INSTRUCTIONS FOR THE TASK
Among the records that follow, set down only the lines from the one containing "Place a point on the long" to the one containing "<point>283,256</point>", both included, exactly.

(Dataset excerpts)
--
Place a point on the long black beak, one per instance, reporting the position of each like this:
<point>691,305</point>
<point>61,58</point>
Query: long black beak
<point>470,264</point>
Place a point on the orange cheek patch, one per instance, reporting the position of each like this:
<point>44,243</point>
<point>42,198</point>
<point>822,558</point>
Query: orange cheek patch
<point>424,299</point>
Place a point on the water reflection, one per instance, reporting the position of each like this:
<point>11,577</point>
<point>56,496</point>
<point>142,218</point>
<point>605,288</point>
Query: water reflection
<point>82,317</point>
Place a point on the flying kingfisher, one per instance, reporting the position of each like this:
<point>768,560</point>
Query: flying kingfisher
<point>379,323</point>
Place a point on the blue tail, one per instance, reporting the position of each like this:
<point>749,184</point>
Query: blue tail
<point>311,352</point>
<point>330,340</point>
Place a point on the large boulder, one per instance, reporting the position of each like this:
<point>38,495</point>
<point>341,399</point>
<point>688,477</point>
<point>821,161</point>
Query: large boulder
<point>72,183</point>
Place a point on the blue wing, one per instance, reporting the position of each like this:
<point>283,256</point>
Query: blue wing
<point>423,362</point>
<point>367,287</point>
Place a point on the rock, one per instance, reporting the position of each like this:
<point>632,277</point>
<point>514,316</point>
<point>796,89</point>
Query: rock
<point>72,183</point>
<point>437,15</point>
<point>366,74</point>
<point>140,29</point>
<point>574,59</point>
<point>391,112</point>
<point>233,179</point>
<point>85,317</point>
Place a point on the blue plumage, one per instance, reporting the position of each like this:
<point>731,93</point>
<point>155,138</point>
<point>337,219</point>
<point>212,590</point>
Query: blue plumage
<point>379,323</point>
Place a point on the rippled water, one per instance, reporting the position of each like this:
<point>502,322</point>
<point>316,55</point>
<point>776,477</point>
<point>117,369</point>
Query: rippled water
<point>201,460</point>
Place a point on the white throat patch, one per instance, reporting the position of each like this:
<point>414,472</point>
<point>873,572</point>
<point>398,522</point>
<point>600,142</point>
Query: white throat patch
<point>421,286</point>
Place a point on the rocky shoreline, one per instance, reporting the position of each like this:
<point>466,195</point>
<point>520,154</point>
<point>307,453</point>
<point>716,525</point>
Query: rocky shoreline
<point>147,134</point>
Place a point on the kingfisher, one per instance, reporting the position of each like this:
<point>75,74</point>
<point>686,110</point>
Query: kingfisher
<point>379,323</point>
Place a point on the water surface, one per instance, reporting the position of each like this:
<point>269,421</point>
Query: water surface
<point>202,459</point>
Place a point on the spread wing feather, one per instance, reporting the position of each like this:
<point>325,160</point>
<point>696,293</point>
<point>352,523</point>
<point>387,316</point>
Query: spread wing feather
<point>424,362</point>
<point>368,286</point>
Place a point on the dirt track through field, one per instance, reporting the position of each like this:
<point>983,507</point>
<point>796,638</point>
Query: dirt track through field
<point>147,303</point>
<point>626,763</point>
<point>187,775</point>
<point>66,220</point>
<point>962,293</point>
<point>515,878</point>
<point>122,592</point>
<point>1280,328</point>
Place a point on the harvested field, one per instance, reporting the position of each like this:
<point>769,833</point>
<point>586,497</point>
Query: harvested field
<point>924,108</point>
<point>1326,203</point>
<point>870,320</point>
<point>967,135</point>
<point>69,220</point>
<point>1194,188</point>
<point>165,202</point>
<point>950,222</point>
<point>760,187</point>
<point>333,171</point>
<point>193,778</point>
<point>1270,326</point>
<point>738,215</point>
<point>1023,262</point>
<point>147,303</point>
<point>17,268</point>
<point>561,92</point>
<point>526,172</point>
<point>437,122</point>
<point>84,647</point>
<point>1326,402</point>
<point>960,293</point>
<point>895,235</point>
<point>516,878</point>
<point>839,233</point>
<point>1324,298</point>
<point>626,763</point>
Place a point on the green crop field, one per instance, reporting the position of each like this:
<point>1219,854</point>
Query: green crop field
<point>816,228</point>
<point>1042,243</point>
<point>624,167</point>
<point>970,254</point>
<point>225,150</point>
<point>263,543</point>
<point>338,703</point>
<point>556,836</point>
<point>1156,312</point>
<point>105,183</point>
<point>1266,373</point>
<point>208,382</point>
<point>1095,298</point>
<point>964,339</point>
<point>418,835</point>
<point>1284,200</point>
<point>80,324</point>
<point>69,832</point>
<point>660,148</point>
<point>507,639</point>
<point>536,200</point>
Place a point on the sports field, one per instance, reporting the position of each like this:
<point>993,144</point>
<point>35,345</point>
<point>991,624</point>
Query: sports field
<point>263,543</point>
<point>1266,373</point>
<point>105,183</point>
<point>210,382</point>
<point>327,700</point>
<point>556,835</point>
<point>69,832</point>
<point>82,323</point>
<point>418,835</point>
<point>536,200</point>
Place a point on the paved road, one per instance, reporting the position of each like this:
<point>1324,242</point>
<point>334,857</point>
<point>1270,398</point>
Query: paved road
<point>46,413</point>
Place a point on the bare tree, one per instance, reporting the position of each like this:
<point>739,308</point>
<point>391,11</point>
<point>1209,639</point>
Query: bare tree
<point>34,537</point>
--
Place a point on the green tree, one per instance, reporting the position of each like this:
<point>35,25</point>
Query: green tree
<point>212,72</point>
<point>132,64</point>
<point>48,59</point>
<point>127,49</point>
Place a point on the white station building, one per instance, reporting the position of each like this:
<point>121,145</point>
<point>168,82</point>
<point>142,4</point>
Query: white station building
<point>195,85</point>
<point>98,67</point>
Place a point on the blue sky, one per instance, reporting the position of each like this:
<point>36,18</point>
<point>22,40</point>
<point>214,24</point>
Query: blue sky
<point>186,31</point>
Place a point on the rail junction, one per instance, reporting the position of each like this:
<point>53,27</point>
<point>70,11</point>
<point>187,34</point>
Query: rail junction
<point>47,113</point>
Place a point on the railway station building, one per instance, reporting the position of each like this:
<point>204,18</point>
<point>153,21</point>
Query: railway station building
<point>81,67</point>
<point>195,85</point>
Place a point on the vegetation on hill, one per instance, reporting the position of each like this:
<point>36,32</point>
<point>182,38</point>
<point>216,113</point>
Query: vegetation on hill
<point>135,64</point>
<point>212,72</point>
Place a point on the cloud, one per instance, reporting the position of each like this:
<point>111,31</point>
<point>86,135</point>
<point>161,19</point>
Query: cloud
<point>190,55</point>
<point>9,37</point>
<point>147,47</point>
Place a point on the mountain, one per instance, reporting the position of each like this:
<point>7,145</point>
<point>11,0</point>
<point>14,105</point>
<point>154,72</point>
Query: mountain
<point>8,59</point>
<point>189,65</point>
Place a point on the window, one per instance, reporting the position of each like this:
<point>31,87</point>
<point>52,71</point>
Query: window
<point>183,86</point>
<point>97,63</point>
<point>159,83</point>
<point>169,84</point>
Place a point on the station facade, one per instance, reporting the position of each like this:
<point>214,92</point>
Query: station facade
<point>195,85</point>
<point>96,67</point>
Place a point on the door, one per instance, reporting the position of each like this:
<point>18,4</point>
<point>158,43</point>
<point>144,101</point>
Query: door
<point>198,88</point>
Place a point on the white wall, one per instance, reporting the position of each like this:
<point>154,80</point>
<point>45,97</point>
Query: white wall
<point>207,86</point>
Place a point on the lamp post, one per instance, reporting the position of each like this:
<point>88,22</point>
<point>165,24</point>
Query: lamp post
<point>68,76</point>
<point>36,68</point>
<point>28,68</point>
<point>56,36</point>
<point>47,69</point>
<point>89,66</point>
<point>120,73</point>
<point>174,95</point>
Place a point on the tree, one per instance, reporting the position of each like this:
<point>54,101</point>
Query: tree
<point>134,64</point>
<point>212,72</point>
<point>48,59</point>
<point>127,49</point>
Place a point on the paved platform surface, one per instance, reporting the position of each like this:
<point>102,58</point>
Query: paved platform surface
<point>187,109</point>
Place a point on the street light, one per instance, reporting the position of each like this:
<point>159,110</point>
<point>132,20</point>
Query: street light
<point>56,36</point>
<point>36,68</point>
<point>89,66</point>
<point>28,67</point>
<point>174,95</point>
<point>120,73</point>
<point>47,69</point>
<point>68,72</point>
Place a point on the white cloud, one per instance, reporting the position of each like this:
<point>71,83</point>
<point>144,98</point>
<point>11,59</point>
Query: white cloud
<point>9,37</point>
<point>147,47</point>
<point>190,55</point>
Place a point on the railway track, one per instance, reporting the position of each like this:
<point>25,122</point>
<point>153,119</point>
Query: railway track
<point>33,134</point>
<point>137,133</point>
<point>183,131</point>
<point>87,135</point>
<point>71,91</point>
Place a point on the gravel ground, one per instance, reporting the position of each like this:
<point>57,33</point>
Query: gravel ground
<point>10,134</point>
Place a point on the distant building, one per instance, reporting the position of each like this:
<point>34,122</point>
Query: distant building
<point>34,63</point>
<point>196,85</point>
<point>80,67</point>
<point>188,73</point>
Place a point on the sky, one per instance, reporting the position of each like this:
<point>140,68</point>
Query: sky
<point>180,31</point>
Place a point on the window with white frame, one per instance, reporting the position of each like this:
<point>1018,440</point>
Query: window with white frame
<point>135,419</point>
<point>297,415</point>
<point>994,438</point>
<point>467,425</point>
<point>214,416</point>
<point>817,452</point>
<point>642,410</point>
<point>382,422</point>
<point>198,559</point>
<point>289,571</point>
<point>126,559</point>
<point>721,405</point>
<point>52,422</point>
--
OUTPUT FOR THIS TASK
Place a point on the long black beak, one per instance, reporting the position of each like this:
<point>691,305</point>
<point>61,58</point>
Query: long black beak
<point>470,264</point>
Place a point on the orange cheek patch, one per instance, reporting the position of each like this:
<point>44,243</point>
<point>42,198</point>
<point>822,558</point>
Query: orange cheek patch
<point>424,299</point>
Place a point on the water reflection, one per instance, reporting the position of each like this:
<point>11,577</point>
<point>56,496</point>
<point>142,218</point>
<point>605,288</point>
Query: water reflection
<point>82,317</point>
Place a point on the flying kingfisher, one per instance, reporting the position of each like this:
<point>768,560</point>
Query: flying kingfisher
<point>379,323</point>
Place a point on the blue tail, one per instance, reporting the position of each like this:
<point>749,184</point>
Query: blue tail
<point>311,352</point>
<point>330,340</point>
Place a point on the large boulder, one per instance, reporting the position of each like this:
<point>38,495</point>
<point>341,399</point>
<point>688,477</point>
<point>821,161</point>
Query: large boulder
<point>72,183</point>
Place a point on the blue wing, one per instance, reporting the position of each like this:
<point>283,256</point>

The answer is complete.